### Extracted material ###

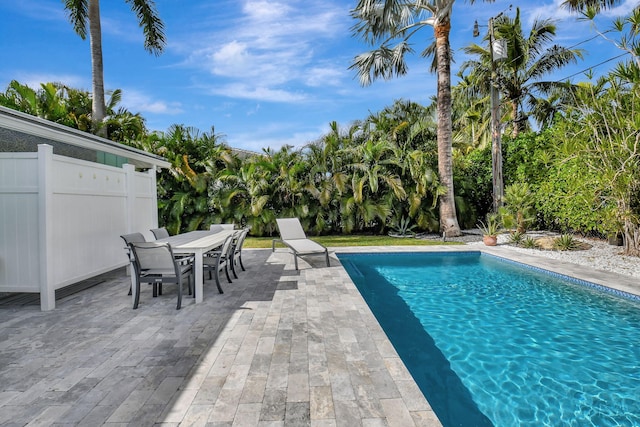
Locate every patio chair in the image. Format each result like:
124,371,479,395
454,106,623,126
128,241,195,310
210,223,235,232
274,218,330,270
230,227,250,277
203,233,235,294
120,232,146,296
150,227,170,239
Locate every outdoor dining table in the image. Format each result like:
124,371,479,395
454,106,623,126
155,229,236,304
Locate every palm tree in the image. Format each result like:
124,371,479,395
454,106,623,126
562,0,624,11
350,0,492,237
0,80,91,130
303,121,354,234
461,8,583,138
63,0,165,135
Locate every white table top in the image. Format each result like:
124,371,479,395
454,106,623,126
159,229,235,252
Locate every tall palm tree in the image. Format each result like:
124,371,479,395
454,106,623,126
350,0,492,237
63,0,165,135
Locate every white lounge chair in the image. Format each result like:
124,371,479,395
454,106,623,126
273,218,330,270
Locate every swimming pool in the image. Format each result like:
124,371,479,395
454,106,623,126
338,251,640,427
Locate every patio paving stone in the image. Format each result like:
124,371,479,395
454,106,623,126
0,248,440,426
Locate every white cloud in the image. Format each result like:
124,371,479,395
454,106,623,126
7,0,66,22
209,83,307,103
525,0,575,24
121,89,183,115
174,0,351,103
242,0,290,22
230,126,325,151
305,66,345,87
594,0,639,17
1,73,88,91
525,0,639,25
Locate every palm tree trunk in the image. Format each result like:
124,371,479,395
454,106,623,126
435,19,462,237
510,99,519,138
89,0,106,136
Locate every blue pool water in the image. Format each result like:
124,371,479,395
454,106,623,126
338,252,640,427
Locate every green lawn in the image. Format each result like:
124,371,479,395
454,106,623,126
244,234,463,249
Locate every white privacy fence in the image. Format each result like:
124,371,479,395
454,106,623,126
0,144,159,310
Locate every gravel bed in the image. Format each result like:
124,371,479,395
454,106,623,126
421,230,640,279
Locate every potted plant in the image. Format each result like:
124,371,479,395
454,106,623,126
478,214,500,246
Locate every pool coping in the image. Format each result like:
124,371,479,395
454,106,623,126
331,244,640,301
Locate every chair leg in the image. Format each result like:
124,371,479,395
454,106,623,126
239,253,245,271
294,253,299,270
214,263,224,294
224,262,232,283
133,280,141,309
176,278,183,310
230,255,238,279
325,250,330,267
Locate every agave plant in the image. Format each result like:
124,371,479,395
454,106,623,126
508,230,525,245
478,214,500,236
553,234,580,251
521,236,541,249
389,216,417,237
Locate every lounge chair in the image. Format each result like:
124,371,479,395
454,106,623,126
273,218,330,270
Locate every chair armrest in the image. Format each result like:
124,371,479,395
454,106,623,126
174,254,195,266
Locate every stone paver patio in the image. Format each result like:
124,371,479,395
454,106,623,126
2,244,639,426
0,248,441,426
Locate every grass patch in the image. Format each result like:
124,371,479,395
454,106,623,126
244,234,462,249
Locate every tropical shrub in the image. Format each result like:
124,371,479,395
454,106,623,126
498,182,536,233
542,74,640,256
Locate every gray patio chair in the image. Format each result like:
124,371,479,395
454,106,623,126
150,227,170,239
120,232,146,296
210,223,234,232
128,241,195,310
274,218,330,270
230,227,250,277
203,233,235,294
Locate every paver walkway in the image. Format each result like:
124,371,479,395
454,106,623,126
0,249,440,426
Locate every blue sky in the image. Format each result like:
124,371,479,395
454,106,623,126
0,0,637,152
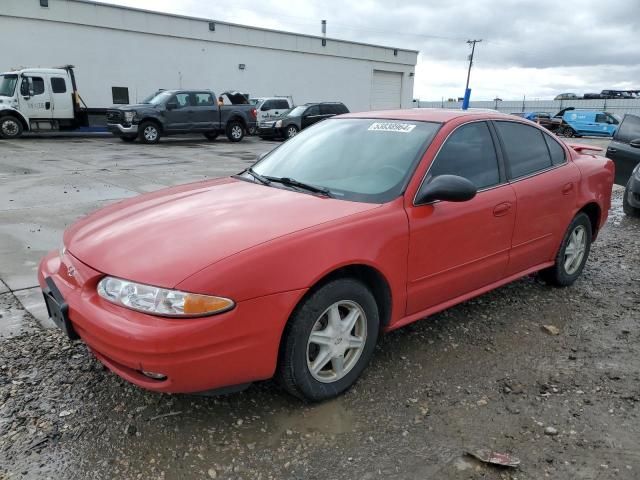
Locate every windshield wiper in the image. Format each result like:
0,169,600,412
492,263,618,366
263,176,331,196
240,167,271,185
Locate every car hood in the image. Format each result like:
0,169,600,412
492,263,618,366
64,178,380,288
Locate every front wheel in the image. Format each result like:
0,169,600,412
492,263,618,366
285,125,298,139
539,212,592,286
277,278,379,402
563,126,575,138
623,178,640,217
0,116,23,139
139,121,161,144
226,121,245,142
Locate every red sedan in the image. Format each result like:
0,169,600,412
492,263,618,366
39,109,614,401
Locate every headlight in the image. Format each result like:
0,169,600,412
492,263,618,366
97,276,234,317
275,120,282,128
124,111,136,123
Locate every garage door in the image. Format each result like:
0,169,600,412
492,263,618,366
370,70,403,110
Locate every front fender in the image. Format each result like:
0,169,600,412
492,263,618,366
0,105,29,130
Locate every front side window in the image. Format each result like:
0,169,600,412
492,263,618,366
251,118,441,203
495,121,552,179
615,114,640,143
427,122,500,190
274,99,290,109
173,93,191,108
305,105,320,116
0,75,18,96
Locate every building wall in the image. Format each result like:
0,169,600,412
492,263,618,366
418,99,640,117
1,0,417,112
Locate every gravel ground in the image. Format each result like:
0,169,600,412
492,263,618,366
0,187,638,479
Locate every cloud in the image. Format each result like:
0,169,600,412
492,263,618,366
99,0,640,100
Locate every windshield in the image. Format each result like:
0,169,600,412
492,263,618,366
287,105,308,117
147,91,173,105
251,118,441,203
0,74,18,97
141,90,166,103
249,98,262,106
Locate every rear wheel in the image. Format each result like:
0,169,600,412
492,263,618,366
539,212,592,286
139,121,161,144
204,132,219,141
563,126,575,138
277,278,379,402
226,121,245,142
0,116,23,139
623,178,640,217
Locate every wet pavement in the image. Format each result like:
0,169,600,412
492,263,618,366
1,133,639,479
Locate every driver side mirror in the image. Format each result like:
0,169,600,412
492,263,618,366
630,138,640,149
415,175,477,204
20,79,33,98
166,101,178,110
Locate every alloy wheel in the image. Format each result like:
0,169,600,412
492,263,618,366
144,126,158,142
231,125,243,140
306,300,367,383
287,126,297,138
564,225,587,275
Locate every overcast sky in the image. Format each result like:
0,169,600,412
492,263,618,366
102,0,639,101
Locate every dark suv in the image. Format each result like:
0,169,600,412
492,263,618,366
606,114,640,216
257,102,349,140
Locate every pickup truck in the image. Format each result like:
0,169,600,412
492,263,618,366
106,90,257,143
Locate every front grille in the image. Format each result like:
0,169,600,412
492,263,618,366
106,110,123,123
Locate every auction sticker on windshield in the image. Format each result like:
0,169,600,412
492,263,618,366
368,122,417,133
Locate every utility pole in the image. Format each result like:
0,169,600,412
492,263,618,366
462,39,481,110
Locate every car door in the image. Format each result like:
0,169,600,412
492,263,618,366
607,114,640,185
301,105,322,129
190,92,216,131
405,121,517,315
164,92,192,131
18,75,52,120
48,75,74,120
493,121,581,276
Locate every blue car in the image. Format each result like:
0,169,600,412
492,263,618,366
561,110,618,138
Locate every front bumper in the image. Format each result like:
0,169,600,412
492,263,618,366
107,123,138,135
257,126,282,137
38,250,304,393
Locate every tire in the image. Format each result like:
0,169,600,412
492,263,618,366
119,135,136,143
0,116,23,139
276,278,379,402
563,126,575,138
138,121,161,144
539,212,592,286
623,178,640,217
226,121,245,142
284,125,298,139
204,132,219,141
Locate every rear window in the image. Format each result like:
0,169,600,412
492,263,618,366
50,77,66,94
495,122,552,179
543,134,566,166
615,115,640,144
273,99,290,109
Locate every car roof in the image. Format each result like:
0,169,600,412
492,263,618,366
340,108,517,123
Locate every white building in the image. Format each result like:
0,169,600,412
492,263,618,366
1,0,418,112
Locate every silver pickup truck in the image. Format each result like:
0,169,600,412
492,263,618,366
106,90,257,144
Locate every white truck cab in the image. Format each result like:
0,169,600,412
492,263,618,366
0,65,97,138
251,97,294,125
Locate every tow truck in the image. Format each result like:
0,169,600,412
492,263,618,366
0,65,105,139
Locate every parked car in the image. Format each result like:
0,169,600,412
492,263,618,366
106,89,257,144
554,93,580,100
251,97,294,125
39,109,614,401
510,112,560,132
258,102,349,140
561,110,618,138
605,113,640,216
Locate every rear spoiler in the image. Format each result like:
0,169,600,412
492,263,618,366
566,143,604,154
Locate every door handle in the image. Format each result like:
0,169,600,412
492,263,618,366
562,183,574,195
493,202,512,217
45,102,51,110
608,148,617,153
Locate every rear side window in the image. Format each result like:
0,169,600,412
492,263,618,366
194,93,214,106
428,122,500,189
543,134,566,166
50,77,66,93
320,104,336,115
615,115,640,143
335,103,349,114
495,122,552,179
273,99,290,109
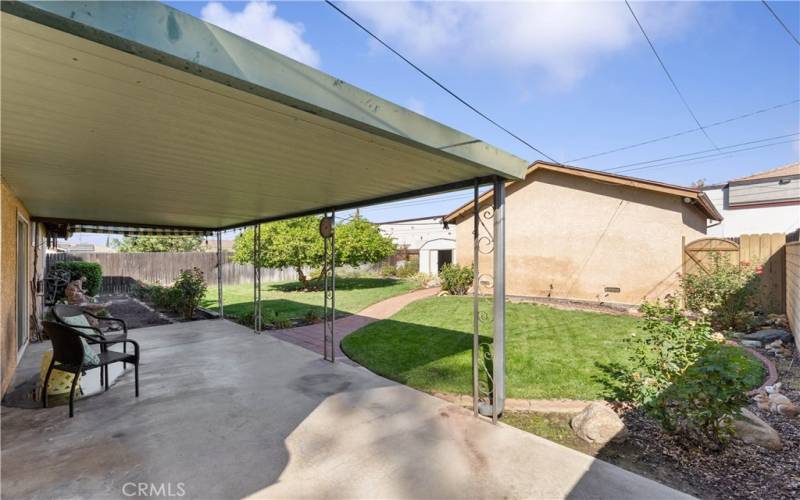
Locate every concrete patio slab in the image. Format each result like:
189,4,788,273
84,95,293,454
2,320,689,499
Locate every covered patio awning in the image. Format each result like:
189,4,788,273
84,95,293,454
1,0,527,231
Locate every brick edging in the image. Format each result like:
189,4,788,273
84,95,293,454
733,342,779,395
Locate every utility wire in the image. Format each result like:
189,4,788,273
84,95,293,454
606,132,799,171
624,0,719,151
567,98,799,162
615,137,799,175
324,0,561,164
762,0,800,47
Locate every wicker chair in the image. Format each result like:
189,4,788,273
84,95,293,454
51,303,130,385
42,321,139,417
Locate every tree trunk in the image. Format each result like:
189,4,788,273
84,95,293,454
297,267,310,291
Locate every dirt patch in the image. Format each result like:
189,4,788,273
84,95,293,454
101,295,171,330
503,352,800,499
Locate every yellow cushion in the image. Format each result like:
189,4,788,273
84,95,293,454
38,350,80,397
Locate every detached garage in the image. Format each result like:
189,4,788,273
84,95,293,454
445,161,722,306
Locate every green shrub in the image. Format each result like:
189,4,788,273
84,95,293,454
135,268,206,320
172,268,208,320
380,264,397,277
396,257,420,278
680,252,760,330
655,344,757,448
621,297,713,407
621,297,762,447
271,313,292,329
439,263,473,295
52,261,103,296
409,272,429,289
303,309,321,325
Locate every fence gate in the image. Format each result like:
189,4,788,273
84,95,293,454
682,234,787,314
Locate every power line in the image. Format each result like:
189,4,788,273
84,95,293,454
567,98,799,162
614,137,799,175
624,0,719,151
607,132,799,171
324,0,560,164
762,0,800,47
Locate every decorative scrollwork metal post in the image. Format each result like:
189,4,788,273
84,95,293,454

###

◆ **Task to complete**
Please print the lines above exactly, beginning at the first line of the entries and ending at the line holding "Locate every outdoor", and leave the pictures out.

◆ **Exercise output**
Locate every patio chair in the image. Format each result like:
124,371,479,395
454,106,623,126
128,241,195,310
210,223,235,232
274,218,330,270
230,227,250,277
203,233,235,294
120,232,146,296
150,227,170,239
Locate every outdoor dining table in the image. Format each result like:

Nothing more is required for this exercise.